**Set task 1**: Restate the part of the passage on Azande oracles that opens with the words containing "The centre of" and closes with "or his impact.", putting "sorcery" in place of "witchcraft" throughout.
**Set task 2**: In the passage on Azande oracles, which of the three oracles is listed as the most significant?
----- Supplied text
The centre of this book is the three oracles of the Azande in the Sudan. These being in order of decreasing significance: the poison oracle, the termite oracle, and the rubbing board oracle. Amongst the Azande, witchcraft is viewed as a main hazard. They are sure that witchcraft can be inherited and that a person can be a mage, making others harm, without understanding her or his impact.
Anthropologists have had long disagreement concerning the nature and importance of beliefs in witchcraft and magic and, in particular, concerning rationality of the witchcraft beliefs. Evans-Prichard underlines that they are rational since they are very utilitarian, they are the mighty mechanism of social top og hierarchy. Evans-Pritchard provides a sociological model of such beliefs, he proves that they are what the chief needs to maintain submission and keep people in constant fear. That is the importance of such beliefs for the whole community; without them the structure if community itself will be destroyed, and community would parish to the extent of values and culture. In addition, beliefs are important since they explain to them many things and give the image of person who is 'omnipotent' and who can help in any trouble as well as make a great harm.
----------
----- Supplied information
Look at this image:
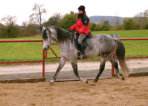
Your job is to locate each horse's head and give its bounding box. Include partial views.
[42,27,56,50]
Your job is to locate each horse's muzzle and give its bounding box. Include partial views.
[43,46,49,51]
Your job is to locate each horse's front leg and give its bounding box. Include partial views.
[91,58,106,86]
[50,57,66,84]
[71,61,88,83]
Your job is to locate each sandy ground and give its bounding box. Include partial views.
[0,76,148,106]
[0,59,148,74]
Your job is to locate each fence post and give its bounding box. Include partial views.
[112,55,115,77]
[42,50,46,78]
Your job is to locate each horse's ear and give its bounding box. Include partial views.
[42,26,46,32]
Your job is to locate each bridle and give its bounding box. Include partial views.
[46,28,56,42]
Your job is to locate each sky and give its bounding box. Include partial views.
[0,0,148,25]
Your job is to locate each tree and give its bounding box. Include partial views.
[89,23,96,31]
[124,18,136,30]
[134,9,148,29]
[94,24,102,31]
[60,12,77,29]
[44,14,61,26]
[2,16,20,38]
[102,21,110,31]
[30,4,46,30]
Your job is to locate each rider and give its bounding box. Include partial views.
----------
**Result 1**:
The centre of this book is the three oracles of the Azande in the Sudan. These being in order of decreasing significance: the poison oracle, the termite oracle, and the rubbing board oracle. Amongst the Azande, sorcery is viewed as a main hazard. They are sure that sorcery can be inherited and that a person can be a mage, making others harm, without understanding her or his impact.

**Result 2**: The poison oracle.